▶ Problem details
Locate every line in the material below that contains the word "concrete", and copy each such line in full. Treat case as significant when matching.

▶ Records supplied
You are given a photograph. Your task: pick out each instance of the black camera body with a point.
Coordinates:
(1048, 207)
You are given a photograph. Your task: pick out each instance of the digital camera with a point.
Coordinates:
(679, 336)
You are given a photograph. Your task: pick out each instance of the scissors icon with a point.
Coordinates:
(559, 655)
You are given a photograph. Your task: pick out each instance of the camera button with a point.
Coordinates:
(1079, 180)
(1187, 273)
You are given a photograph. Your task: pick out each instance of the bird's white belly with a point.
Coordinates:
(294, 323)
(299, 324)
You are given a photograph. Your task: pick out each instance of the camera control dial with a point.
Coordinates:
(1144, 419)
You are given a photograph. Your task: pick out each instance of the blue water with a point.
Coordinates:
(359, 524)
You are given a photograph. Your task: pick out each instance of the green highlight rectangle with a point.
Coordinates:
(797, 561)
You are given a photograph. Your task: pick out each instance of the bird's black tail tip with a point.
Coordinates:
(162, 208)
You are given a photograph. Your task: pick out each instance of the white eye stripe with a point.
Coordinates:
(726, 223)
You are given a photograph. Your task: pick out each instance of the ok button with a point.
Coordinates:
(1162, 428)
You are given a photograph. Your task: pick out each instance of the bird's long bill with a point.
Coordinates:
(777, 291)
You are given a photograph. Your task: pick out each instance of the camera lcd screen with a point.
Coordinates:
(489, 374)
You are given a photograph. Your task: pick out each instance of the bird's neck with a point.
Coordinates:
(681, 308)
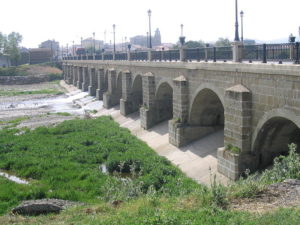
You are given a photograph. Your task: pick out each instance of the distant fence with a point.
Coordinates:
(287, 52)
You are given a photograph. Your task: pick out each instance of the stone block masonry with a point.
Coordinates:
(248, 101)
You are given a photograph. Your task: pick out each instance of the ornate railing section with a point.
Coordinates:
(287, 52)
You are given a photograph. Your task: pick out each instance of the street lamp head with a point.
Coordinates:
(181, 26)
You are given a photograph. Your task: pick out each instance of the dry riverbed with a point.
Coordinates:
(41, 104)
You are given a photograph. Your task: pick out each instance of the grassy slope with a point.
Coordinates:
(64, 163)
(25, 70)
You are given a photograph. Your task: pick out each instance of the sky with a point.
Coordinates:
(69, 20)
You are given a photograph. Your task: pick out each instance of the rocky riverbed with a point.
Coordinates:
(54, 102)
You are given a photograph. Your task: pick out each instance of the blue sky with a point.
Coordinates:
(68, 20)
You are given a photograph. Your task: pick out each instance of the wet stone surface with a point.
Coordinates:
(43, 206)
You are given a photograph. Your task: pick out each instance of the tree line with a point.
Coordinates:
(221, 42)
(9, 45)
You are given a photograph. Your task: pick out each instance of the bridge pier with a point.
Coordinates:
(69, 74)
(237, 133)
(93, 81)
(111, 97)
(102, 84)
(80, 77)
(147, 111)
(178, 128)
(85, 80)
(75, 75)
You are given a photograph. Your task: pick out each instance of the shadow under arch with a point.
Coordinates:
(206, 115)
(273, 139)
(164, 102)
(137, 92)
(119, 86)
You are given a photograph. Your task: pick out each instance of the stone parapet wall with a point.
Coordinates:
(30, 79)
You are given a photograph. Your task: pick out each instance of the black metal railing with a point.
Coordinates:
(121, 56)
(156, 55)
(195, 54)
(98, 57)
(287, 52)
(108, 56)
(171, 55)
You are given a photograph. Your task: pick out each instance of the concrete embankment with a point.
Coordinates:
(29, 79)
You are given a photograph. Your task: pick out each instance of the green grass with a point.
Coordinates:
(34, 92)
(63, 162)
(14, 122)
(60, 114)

* * *

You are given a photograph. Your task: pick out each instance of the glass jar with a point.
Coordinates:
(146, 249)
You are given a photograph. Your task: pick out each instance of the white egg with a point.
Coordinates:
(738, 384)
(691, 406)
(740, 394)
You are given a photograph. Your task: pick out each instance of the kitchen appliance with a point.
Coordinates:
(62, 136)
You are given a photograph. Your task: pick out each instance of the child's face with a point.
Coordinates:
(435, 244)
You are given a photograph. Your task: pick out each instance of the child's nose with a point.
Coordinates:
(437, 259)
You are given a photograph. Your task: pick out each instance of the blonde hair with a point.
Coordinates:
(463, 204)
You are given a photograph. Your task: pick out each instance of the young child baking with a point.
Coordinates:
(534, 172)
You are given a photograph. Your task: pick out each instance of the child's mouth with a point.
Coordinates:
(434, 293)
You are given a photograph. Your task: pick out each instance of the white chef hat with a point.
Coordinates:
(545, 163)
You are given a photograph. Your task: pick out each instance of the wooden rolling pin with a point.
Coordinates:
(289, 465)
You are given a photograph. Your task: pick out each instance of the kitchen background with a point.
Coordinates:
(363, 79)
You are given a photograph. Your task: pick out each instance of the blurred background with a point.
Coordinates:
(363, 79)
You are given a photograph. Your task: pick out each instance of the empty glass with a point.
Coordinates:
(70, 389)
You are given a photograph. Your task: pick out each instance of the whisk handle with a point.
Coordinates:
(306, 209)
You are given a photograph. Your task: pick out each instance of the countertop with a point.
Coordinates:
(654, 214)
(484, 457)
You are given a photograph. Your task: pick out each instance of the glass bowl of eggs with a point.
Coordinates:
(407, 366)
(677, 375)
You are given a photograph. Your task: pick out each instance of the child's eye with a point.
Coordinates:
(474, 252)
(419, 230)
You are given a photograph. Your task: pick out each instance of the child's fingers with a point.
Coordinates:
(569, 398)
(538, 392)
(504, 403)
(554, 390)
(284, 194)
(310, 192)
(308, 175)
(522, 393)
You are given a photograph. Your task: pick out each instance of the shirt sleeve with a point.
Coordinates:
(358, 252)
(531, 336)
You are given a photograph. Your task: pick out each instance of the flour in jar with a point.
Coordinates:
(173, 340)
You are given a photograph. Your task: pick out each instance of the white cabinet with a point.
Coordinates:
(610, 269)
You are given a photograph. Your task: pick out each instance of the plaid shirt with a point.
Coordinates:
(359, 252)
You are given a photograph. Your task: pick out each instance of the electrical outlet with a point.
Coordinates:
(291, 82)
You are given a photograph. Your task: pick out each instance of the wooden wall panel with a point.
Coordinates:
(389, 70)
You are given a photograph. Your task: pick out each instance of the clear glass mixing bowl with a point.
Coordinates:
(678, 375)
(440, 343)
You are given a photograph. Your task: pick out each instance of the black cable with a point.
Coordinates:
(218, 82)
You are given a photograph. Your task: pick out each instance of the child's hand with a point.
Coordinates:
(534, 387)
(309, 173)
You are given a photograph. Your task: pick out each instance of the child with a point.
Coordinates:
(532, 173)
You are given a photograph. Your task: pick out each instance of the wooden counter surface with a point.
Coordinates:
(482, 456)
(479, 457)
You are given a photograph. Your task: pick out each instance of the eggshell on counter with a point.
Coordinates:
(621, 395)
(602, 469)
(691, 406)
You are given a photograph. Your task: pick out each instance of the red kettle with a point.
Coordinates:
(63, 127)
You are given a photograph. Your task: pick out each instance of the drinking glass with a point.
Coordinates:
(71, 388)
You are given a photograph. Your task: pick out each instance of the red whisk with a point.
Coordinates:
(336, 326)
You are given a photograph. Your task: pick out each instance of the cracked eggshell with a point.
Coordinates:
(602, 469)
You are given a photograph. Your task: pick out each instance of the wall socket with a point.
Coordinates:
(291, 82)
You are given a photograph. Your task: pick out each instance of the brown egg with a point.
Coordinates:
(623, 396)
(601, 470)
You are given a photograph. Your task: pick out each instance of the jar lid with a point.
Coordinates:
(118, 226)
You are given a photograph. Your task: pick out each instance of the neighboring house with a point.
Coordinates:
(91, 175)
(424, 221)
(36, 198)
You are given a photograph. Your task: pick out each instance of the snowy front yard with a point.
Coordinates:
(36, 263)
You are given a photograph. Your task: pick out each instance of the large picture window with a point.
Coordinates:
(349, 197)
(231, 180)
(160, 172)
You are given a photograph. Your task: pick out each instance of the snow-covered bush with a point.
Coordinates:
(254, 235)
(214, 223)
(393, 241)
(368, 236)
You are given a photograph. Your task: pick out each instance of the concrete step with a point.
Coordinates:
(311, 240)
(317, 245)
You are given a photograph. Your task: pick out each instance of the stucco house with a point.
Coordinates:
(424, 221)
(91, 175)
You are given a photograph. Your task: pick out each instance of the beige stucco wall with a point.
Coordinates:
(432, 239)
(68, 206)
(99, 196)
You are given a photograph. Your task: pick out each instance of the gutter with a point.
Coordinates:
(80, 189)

...

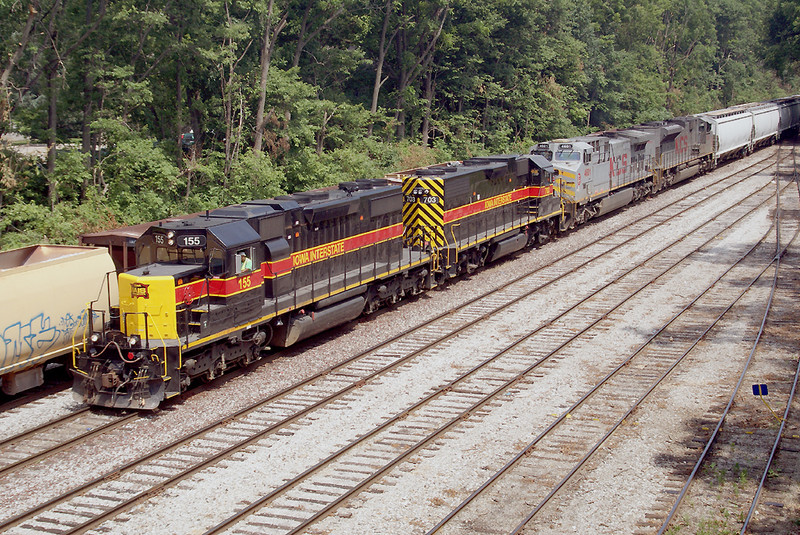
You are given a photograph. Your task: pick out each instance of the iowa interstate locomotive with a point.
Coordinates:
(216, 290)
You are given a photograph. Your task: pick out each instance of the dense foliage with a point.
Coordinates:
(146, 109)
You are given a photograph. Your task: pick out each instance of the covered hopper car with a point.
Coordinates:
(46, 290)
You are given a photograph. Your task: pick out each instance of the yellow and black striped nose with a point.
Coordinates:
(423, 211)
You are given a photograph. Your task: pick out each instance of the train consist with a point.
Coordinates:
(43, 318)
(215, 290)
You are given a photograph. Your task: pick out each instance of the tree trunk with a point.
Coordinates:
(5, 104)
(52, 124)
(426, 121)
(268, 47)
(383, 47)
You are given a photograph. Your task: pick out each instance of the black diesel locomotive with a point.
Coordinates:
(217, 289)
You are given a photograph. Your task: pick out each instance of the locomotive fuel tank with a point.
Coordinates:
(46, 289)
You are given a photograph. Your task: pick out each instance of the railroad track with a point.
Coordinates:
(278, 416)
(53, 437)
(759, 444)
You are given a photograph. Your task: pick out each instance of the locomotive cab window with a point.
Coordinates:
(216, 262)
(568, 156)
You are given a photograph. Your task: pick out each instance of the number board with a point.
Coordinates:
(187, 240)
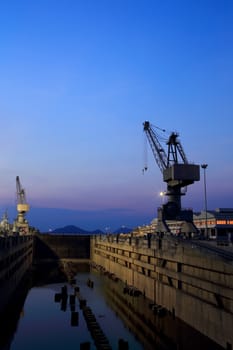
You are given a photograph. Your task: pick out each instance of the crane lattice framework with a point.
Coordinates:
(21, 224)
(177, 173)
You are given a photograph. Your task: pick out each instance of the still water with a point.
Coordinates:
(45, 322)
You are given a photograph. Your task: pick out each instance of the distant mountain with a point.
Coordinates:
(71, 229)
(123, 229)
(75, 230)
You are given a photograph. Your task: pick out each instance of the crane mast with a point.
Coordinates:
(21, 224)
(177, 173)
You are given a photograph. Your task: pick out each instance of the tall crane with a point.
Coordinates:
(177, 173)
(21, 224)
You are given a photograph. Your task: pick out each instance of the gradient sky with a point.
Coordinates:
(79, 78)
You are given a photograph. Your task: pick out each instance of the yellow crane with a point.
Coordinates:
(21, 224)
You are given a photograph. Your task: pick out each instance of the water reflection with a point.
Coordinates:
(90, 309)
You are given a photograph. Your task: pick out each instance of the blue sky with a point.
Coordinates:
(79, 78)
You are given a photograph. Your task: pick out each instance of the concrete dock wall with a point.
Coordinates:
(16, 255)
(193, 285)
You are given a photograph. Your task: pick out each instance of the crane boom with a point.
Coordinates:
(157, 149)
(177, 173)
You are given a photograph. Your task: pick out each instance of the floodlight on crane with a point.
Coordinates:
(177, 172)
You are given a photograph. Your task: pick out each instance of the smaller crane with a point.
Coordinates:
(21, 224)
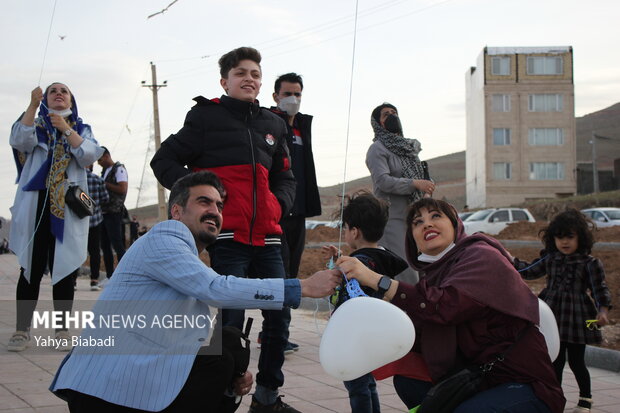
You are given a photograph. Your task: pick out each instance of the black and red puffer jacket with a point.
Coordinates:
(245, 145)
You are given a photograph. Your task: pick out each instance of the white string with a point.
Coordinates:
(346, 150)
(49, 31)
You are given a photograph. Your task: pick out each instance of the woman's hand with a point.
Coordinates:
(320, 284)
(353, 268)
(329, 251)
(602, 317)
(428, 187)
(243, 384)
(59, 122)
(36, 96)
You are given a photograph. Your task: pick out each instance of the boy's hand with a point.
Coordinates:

▶ Written solution
You are given a photograph. Your task: pick out each instance of the concrete embankment with a point.
You are given a photograph. Your task: pick out each instance of the concrete step with a point.
You are given a photograph. Your task: pick out each instance of the concrete dock wall with a point.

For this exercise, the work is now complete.